Cette augmentation du MLT est liée à une diminution de la vitesse de minéralisation et du rapport existant entre l’étendue des surfaces ostéoïdes et des surfaces en cours de minéralisation (MS/BS).

La vitesse de minéralisation peut être effondrée à tel point que les deux marquages de la tétracycline sont fusionnés.

La conséquence au niveau tissulaire est la diminution du taux de formation osseuse (BFR/BS).

Une diminution isolée de la vitesse de minéralisation, sans accumulation d’ostéoïde, n’est pas synonyme d’ostéomalacie.

On peut en effet la rencontrer dans l’ostéopathie adynamique observée au cours de l’insuffisance rénale, ce qui traduit une profonde dépression de l’apposition ostéoblastique.

Dans la préostéomalacie, on note des signes importants d’hyperparathyroïdie secondaire ainsi que dans les formes débutantes des ostéomalacies généralisées d’origine carentielle : les ostéoblastes sont nombreux et développés, ils synthétisent abondamment de la matrice, on note une augmentation des surfaces ostéoclastiques.

Dans la corticale, il existe une augmentation de la porosité liée à l’hyperostéoclastose.

Plus tard, on peut voir apparaître une tunnélisation des travées par les ostéoclastes, en revanche la fibrose péritrabéculaire est rare.

Dans les ostéomalacies sévères, il est possible d’observer des ostéoclastes en train de résorber de l’ostéoïde.

À ce stade, les ostéoblastes sont peu actifs, ils ont un aspect applati et ressemblent aux cellules bordantes.

L’étendue des surfaces marquées par la tétracycline diminue peu à peu jusqu’à disparition complète de tout marquage dans les formes les plus sévères.

Diagnostic :

Il se fait sur un faisceau d’arguments cliniques, biologiques et radiologiques.

Dans les formes historiques, où tous les signes sont présents, une biopsie osseuse n’est pas nécessaire.

Dans d’autres cas, et notamment chez le sujet âgé, les signes cliniques et radiologiques peuvent parfois se confondre avec une ostéoporose et tous les signes biologiques ne sont pas présents.

◆ Entrées de données:
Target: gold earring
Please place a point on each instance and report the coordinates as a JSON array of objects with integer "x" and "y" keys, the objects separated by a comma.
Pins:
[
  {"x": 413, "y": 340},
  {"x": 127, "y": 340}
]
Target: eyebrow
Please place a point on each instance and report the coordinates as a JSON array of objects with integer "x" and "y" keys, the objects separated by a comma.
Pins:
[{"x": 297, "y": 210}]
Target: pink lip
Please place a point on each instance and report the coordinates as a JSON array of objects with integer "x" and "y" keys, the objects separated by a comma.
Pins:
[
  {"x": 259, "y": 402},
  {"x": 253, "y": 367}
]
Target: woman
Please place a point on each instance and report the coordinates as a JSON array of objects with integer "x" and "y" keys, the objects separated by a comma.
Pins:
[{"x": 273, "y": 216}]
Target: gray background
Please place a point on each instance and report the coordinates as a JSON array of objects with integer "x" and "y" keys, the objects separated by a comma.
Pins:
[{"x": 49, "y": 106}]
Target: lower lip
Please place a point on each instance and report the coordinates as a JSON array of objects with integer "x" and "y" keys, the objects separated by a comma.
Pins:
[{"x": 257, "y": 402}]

◆ Questions de révision:
A - Relevez toutes les abréviations qui figurent dans le texte sur l'ostéomalacie.
B - Poursuivez le texte sur l'ostéomalacie après sa dernière phrase.

◆ Réponses:
A - MLT, MS/BS, BFR/BS

B -
À partir de données recueillies chez des patients atteints soit d’ostéoporose, soit d’ostéomalacie et ayant eu une biopsie osseuse, certains auteurs se sont attachés à combiner ces différents paramètres afin de créer un score diagnostique permettant d’exclure les ostéoporoses et les ostéomalacies certaines, et de réserver la biopsie osseuse aux formes dont les fractures sont de cause incertaine.

Ces études avaient de plus l’avantage de montrer que les signes biologiques cardinaux de l’ostéomalacie n’étaient pas toujours présents.

Il apparaissait que les signes biologiques les plus sensibles étaient l’hypocalciurie et l’augmentation des phosphatases alcalines et le signe biologique le plus spécifique mais le moins sensible était l’hypophosphatémie.

Étiologie :

A – OSTÉOMALACIES LIÉES À UN TROUBLE DU MÉTABOLISME DE LA VITAMINE D :

1- Manque d’exposition solaire et carence d’apport alimentaire en vitamine D :

L’anhélie ou absence d’exposition solaire est un facteur essentiel de l’ostéomalacie carentielle, car la vitamine D circulante est majoritairement d’origine cutanée.

Elle se surajoute souvent aux carences d’apports alimentaires en vitamine D, les populations à risque étant, sous nos climats, les immigrés à peau foncée vivant dans des conditions économiques précaires.

Cette situation a été particulièrement bien étudiée chez les immigrés asiatiques au Royaume-Uni, et notamment chez les Hindous qui, pour des raisons culturelles, sont parfois exclusivement végétariens.

En France, la carence en vitamine D a été étudiée. Dans une population d’adultes sains, une concentration en 25-OH-vitamine D inférieure à 12 ng/mL a été retrouvée chez 14 % des sujets.

Le taux de vitamine D circulante était corrélé à la latitude (donc au degré d’ensoleillement).

Chez les sujets âgés institutionnalisés qui, eux aussi, cumulent les facteurs de risque (défaut d’ensoleillement lié au confinement, altération de la synthèse cutanée de provitamine D due au vieillissement, diminution des apports alimentaires), il a été montré que 98 % des sujets avaient un taux de 25-OH-vitamine D inférieur à 10 ng/mL.

On retrouve parfois une carence en vitamine D chez les sujets suivant un régime strict, pauvre en graisses pour une hypercholestérolémie, et chez les religieuses cloîtrées qui combinent l’anhélie et, souvent, la restriction alimentaire.

Chez l’anorexique mentale, l’ostéomalacie est possible mais exceptionnelle bien que les apports alimentaires en vitamine D soient extrêmement réduits.

Cela est probablement dû au fait que l’ensoleillement est préservé chez ces patientes.

2- Malabsorption de la vitamine D :

Elle est liposoluble et nécessite par conséquent une absorption correcte des graisses, une surface intestinale suffisamment étendue pour permettre cette absorption et un métabolisme normal des sels biliaires.

Le diagnostic d’une malabsorption digestive de la vitamine D est difficile car il n’existe pas de test spécifique simple.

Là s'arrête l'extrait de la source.